ЗАДАНИЯ
**a)** Пожалуйста, перечислите все слова и выражения, которые в отрывке заключены в кавычки вида „ “.
**b)** Найдите в записях все строки со словом «black» и выпишите их. Регистр букв учитывается.

ОТРЫВОК
※

Чрезвычайные происшествия на советском флоте - Николай Черкашин
Шрифт:
Интервал:
Это было второе роковое обстоятельство, наложившееся на первое — обломок электрода, из-за которого надо было вторично поднимать многотонную крышку реактора.
Утро «чёрной субботы» — 10 августа 1985 года — выдалось пасмурное и дождливое: «скоро осень, за окнами август…»
«Крышку поднимали носовым краном плавмастерской, — свидетельствует капитан 2-го ранга Валерий Захар. — В организации работ были сделаны грубейшие нарушения ядерной безопасности. В суете команду „Атом“, как это должно делаться при проведении „операции № 1“, по кораблю не объявили. При монтаже устройства сухого подрыва не закрепили стопор удержания компенсирующей решётки. Установке стопора мешала кница в выгородке реакторного отсека. Её надо было срезать газорезкой. Этого не сделали.
Подъёмное устройство, называемое благодаря своему внешнему виду „крестовиком“, не отцентровали с гидроподъемниками и вместо жёсткой сцепки взяли крышку стропами».

※

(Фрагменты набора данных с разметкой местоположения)

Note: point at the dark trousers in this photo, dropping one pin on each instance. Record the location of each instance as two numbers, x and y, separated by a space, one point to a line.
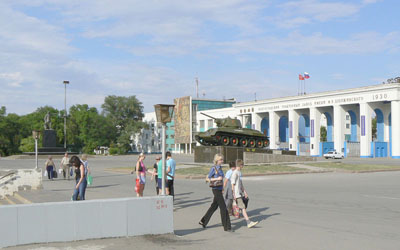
80 191
49 172
218 202
171 187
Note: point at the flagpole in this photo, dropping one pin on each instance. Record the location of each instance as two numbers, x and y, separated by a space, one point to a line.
298 85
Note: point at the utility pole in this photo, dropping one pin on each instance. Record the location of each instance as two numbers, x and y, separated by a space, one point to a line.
65 114
197 87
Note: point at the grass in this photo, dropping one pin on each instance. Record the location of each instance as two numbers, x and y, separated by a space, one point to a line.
353 167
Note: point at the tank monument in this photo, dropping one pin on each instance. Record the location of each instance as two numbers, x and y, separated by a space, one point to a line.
235 142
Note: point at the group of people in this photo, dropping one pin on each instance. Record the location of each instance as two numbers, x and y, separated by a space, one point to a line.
69 166
156 174
235 193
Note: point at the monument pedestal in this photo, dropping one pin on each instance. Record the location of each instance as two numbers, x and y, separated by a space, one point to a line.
50 143
205 154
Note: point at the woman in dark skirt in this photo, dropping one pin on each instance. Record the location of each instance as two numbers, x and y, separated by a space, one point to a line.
215 174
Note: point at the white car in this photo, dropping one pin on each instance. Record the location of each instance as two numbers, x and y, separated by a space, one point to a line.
334 155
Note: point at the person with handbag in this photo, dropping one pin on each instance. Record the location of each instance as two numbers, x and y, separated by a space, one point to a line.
141 171
80 178
65 166
228 196
215 178
239 192
50 168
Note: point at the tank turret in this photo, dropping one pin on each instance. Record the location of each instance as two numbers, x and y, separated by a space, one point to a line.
229 132
225 122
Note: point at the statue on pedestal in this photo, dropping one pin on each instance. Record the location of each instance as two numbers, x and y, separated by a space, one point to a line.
47 121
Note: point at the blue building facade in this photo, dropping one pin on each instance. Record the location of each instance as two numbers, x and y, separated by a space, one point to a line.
197 104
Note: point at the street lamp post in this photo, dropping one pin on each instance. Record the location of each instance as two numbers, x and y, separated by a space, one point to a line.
36 135
164 113
65 114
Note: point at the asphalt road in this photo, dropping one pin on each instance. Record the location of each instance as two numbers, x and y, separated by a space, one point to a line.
299 211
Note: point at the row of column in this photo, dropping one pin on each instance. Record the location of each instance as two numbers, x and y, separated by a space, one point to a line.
339 113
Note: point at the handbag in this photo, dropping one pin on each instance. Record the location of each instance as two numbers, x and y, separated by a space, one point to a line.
245 201
137 185
90 180
216 183
235 210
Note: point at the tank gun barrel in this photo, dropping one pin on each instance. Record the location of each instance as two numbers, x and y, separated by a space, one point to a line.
209 116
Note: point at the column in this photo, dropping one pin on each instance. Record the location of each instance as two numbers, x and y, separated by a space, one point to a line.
293 129
386 112
366 130
395 106
256 120
339 116
315 124
273 129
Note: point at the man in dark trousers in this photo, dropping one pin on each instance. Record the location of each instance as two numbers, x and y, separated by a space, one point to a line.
170 165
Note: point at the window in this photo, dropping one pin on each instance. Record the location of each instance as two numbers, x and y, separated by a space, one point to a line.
201 124
210 123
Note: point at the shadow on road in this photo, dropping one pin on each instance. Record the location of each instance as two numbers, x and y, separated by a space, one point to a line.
189 203
101 186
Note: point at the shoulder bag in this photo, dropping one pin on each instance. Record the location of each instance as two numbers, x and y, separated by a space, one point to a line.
216 183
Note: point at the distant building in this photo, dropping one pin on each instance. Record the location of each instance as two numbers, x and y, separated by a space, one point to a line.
149 139
179 132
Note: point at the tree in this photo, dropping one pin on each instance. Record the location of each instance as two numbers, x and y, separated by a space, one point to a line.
87 129
323 133
9 134
126 115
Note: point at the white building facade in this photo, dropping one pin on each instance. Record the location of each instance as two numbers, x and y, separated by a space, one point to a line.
294 123
149 139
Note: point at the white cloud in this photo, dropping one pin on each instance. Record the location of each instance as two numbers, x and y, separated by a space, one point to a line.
316 44
13 79
297 13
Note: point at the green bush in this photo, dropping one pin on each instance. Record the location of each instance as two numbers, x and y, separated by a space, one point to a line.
27 145
113 151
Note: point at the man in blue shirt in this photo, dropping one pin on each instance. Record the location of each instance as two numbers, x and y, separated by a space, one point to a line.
171 165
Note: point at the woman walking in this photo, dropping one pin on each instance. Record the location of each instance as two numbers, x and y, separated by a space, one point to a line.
140 175
50 167
80 177
215 177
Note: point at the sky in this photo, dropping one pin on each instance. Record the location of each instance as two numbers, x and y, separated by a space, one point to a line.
154 49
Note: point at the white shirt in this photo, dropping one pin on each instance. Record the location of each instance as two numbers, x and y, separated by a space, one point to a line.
235 180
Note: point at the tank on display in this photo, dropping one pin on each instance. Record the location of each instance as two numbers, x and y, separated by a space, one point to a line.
229 132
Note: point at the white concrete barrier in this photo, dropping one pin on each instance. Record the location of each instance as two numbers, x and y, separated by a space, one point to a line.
80 220
22 179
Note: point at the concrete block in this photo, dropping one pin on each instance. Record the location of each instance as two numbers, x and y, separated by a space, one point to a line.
88 221
139 216
31 224
60 222
162 220
114 218
9 226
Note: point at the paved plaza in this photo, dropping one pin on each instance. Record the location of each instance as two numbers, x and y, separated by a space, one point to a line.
299 211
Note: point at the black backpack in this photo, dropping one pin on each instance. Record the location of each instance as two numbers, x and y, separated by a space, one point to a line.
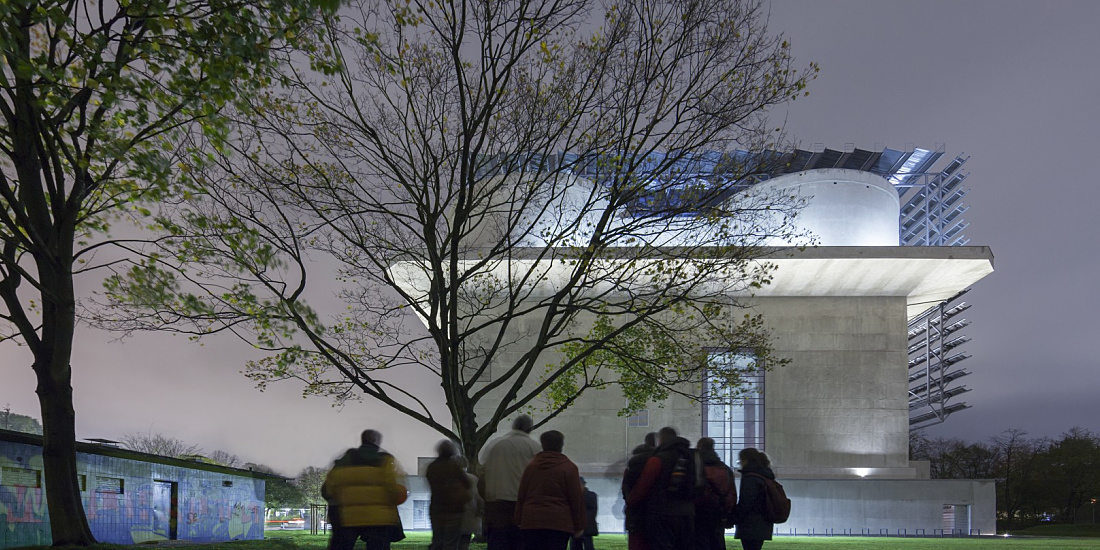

※

ВЫПОЛНЕННОЕ УПРАЖНЕНИЕ
**a)**
„Атом“
„операции № 1“
„крестовиком“

**b)**
Note: point at the black backpack in this photo, dropping one pin on each instance. Record the location of each instance as two numbers, x and y, separated by a space, one point to a line.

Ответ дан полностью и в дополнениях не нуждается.